**KUTIPAN DOKUMEN**.
:::

Dalam kondisi demikian, para ahli mendorong masyarakat mengantisipasi dengan gaya hidup hemat dan menyiapkan alternatif pekerjaan. Ekonom Institute for Development of Economics and Finance (INDEF), Bhima Yudhistira mengatakan masyarakat harus berhemat mulai dari sekarang untuk menyiapkan dana darurat selama resesi. Hal yang sama juga dikatakan oleh Direktur Riset Center of Reform on Economics (CORE) Indonesia, Piter Abdullah. Menurutnya, di saat seperti ini masyarakat jangan boros dan harus mempersiapkan kondisi terburuk untuk mencukupi keuangan (finance.detik.com). Betulkah demikian?

:::

**DAFTAR TUGAS**.
1: Tuliskan bagian kutipan tentang resesi yang dimulai dari "Dalam kondisi demikian, para" dan berakhir pada "(finance.detik.com). Betulkah demikian?".
2: Lanjutkan teks tentang persiapan masyarakat menghadapi resesi, dimulai setelah kalimat terakhirnya.

**INFORMASI**.

:::

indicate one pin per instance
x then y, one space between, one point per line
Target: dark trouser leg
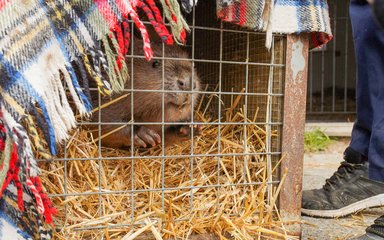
368 131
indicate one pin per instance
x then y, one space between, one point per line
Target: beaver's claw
145 136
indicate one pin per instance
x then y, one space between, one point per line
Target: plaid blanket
280 16
41 45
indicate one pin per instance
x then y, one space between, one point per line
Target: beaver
147 106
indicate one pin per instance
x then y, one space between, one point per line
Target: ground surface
318 167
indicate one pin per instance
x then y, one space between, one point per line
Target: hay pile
193 202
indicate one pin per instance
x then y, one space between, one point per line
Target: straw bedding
203 195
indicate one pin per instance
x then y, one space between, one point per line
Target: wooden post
293 129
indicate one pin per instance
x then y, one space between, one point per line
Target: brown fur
147 107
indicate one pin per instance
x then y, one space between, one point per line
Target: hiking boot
347 191
374 232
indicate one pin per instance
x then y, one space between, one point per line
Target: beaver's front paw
185 131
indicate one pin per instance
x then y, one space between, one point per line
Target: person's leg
374 55
350 188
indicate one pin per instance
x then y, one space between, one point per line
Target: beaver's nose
185 83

:::

**JAWABAN DIBERIKAN**.
1:
Dalam kondisi demikian, para ahli mendorong masyarakat mengantisipasi dengan gaya hidup hemat dan menyiapkan alternatif pekerjaan. Ekonom Institute for Development of Economics and Finance (INDEF), Bhima Yudhistira mengatakan masyarakat harus berhemat mulai dari sekarang untuk menyiapkan dana darurat selama resesi. Hal yang sama juga dikatakan oleh Direktur Riset Center of Reform on Economics (CORE) Indonesia, Piter Abdullah. Menurutnya, di saat seperti ini masyarakat jangan boros dan harus mempersiapkan kondisi terburuk untuk mencukupi keuangan (finance.detik.com). Betulkah demikian?

2:
Pada dasarnya, permasalahan resesi ekonomi tidak cukup dihadapi hanya dengan mengantisipasi, lebih-lebih sebatas berhemat, tapi perlu solusi tuntas atasi resesi. Bukankah berulangnya resesi ekonomi terjadi akibat berlakunya ekonomi kapitalisme?.Krisis yang berulang, bahkan sampai resesi dan depresi merupakan tabiat kapitalisme. Hal ini karena fondasi ekonominya yang rapuh. Sebab, fondasi sistem ekonomi kapitalisme memang dibangun dari struktur ekonomi yang semu, yakni ekonomi sektor nonriil. Bukan ekonomi yang sesungguhnya, yaitu ekonomi sektor riil.
Sistem ekonomi seperti ini, hanya dengan isu kecil saja, balon ekonomi ini bisa meledak sewaktu-waktu. Apalagi jika dilanda isu besar seperti wabah virus corona seperti saat ini. Oleh karenanya, untuk menghadapi masalah resesi, masyarakat mesti menyadari, bahwa kita perlu beralih kepada sistem ekonomi yang stabil dan tidak rentan resesi.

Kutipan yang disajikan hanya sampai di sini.